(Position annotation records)
· · · · · · ·
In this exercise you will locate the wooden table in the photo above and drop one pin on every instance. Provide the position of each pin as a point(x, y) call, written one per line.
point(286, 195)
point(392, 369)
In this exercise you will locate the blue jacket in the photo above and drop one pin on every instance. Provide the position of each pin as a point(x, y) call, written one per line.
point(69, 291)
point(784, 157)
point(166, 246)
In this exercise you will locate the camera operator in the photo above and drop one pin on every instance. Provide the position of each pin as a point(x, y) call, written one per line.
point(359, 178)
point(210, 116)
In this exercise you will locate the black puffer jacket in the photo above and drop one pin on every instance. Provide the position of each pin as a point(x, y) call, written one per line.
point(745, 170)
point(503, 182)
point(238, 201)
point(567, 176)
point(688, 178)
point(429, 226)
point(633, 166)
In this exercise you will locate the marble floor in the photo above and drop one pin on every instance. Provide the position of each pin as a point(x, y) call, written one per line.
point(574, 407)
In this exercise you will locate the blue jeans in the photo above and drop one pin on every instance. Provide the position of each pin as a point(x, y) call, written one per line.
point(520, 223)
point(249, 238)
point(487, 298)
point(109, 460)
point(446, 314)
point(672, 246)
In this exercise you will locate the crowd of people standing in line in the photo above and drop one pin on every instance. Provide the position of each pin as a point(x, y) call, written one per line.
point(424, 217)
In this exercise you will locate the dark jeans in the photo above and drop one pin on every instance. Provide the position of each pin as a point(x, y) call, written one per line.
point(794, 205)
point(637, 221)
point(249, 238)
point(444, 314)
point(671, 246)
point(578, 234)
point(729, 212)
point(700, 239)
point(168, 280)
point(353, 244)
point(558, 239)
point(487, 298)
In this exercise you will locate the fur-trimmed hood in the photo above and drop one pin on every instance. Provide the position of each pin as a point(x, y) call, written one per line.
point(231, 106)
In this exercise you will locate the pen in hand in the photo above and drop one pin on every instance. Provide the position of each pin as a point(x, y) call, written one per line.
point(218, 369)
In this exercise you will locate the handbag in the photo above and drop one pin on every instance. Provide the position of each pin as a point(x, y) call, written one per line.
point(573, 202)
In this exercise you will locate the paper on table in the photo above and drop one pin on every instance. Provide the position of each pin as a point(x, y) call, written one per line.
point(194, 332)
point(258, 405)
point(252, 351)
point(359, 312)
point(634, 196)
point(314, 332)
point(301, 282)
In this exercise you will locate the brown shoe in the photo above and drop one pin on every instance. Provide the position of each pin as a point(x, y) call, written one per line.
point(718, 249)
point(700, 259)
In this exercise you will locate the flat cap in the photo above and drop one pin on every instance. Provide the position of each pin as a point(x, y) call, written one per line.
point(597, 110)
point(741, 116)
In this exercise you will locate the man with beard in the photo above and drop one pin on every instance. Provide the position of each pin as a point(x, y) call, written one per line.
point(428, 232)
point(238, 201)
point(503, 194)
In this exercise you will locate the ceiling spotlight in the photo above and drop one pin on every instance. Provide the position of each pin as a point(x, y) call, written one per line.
· · · · · · ·
Task statement
Copy out the records from the line with "In this exercise you will locate the blue jeans" to the line with "point(424, 217)", both included. Keep the requests unchanged, but multiply every coordinate in the answers by 1.8 and round each result to a whole number, with halves rounding up.

Solution below
In this exercise you will locate the blue jeans in the photo above and drop one pin on every instance. Provide the position of each pin as a point(x, y) call, written one per line.
point(936, 401)
point(448, 428)
point(877, 536)
point(196, 828)
point(803, 565)
point(1210, 443)
In this exercise you will locate the crowd of people standing in line in the photo above and drop one pin on every instance. Provide the position of each pin as a point(x, y) call, written one per line.
point(763, 391)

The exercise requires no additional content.